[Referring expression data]
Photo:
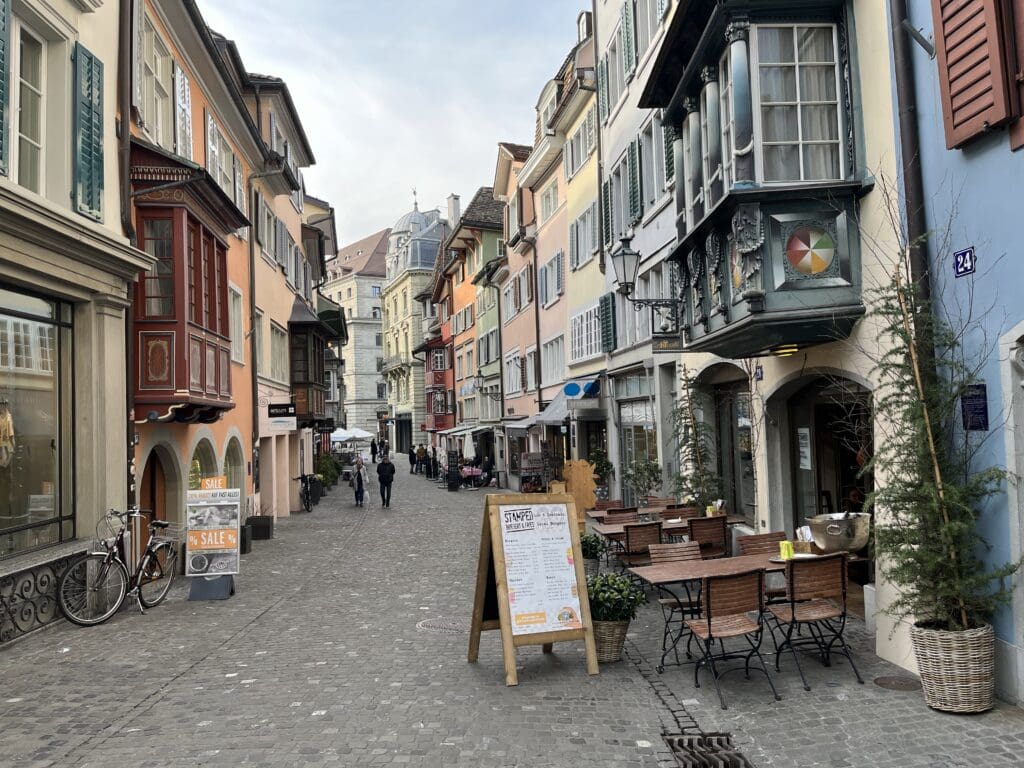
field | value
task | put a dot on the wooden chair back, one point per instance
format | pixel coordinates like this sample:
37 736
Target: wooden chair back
710 532
818 579
640 536
682 552
761 544
732 595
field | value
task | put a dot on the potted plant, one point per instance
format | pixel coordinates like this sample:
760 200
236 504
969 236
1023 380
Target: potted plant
593 546
642 476
934 484
602 470
697 482
613 602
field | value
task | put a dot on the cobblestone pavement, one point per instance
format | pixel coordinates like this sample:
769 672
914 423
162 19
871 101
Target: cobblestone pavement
317 660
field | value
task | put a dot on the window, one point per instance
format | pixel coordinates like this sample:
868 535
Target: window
549 201
583 238
553 360
157 88
29 104
551 280
797 89
279 353
260 352
512 376
530 368
159 283
586 334
238 327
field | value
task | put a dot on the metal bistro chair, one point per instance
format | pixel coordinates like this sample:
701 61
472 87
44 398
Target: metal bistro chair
816 600
676 607
712 535
765 544
726 603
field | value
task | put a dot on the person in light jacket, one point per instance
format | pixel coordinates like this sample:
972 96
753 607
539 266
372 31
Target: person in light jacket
359 480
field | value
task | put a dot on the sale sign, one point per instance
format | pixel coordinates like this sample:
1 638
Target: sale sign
212 518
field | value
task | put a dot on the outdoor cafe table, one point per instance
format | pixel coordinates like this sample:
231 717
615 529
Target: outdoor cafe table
664 576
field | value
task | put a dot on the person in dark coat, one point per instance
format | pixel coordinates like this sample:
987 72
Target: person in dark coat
385 475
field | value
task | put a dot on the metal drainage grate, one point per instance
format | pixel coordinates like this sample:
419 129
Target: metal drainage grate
444 626
898 682
708 751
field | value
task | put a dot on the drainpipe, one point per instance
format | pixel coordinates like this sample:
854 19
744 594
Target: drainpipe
124 168
909 140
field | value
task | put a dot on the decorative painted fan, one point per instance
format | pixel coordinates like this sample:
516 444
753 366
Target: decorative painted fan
810 250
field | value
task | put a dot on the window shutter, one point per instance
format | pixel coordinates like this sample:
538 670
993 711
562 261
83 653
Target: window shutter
606 211
974 79
602 88
633 170
88 133
182 114
606 310
629 41
137 94
671 134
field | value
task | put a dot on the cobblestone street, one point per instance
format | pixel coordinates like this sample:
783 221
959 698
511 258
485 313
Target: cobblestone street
318 660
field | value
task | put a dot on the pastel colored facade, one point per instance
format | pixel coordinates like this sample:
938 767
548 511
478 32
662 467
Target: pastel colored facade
68 270
355 281
519 322
778 249
971 205
413 247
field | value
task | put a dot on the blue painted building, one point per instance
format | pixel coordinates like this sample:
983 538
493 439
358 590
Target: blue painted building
971 131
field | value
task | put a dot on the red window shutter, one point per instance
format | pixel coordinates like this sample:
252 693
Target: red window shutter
974 77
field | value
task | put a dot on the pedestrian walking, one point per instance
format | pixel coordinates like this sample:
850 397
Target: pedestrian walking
359 480
385 475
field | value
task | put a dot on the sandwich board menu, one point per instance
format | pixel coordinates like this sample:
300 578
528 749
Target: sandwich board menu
530 584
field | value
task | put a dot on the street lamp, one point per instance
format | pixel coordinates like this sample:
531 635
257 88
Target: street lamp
664 312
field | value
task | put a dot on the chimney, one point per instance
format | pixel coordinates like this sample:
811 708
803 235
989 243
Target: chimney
455 212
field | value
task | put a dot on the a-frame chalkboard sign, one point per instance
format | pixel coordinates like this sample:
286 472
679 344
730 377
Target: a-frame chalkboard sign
529 578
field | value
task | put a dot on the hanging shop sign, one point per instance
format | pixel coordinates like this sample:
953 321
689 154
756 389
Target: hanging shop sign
529 579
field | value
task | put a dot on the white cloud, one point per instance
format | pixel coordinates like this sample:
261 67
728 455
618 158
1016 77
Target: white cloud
402 94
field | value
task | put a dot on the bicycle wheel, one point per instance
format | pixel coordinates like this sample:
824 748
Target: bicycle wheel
156 573
92 589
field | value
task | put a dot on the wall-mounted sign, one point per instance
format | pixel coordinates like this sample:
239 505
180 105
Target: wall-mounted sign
974 408
964 262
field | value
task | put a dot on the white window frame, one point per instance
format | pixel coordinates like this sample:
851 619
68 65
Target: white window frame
757 105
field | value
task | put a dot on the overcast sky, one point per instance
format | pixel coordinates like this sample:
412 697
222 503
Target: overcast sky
402 93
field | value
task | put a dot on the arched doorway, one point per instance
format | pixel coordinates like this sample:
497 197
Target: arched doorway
203 465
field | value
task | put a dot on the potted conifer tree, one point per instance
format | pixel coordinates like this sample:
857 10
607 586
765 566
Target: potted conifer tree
931 491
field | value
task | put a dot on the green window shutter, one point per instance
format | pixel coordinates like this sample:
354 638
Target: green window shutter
602 88
671 134
633 169
4 79
606 211
88 133
606 312
629 40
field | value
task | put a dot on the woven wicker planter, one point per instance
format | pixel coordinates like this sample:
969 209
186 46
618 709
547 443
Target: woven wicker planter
609 637
957 669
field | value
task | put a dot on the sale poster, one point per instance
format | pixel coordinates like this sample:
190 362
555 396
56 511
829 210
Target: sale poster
540 570
213 519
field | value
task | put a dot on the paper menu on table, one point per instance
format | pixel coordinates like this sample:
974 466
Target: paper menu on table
539 568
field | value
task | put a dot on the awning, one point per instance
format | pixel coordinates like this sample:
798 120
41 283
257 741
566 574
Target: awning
556 411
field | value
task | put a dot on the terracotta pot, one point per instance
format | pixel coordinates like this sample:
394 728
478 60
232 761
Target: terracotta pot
957 669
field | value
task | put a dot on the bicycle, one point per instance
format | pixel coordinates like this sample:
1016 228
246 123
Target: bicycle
94 586
305 492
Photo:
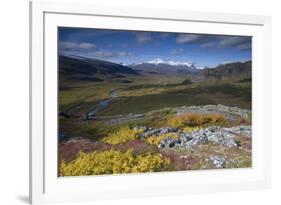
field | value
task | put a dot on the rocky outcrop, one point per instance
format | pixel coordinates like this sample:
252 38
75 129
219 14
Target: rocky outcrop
160 131
217 135
210 109
218 162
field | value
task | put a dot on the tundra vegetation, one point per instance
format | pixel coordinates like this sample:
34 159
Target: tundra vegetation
153 122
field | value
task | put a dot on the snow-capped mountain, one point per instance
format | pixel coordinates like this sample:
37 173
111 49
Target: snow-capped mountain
166 66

* Task requirements *
Pictures stay out. Repeat only the lines from the beginning of the data through the line that has "task | put a dot on the cobblestone pavement, one".

* Task result *
Photo:
field | value
task | put a dot on the wooden chair back, one point per instance
format | pixel coordinates like this sample:
37 736
Target: wooden chair back
710 532
818 579
640 536
682 552
761 544
732 595
field | value
task | put a dot on the potted plant, one point per instance
format | pixel coordinates like this sample:
760 200
236 504
969 236
1023 380
Target: potted plant
593 546
642 476
934 484
602 470
697 482
613 602
field | value
task | put a dot on the cobblestone pavement, one point per instance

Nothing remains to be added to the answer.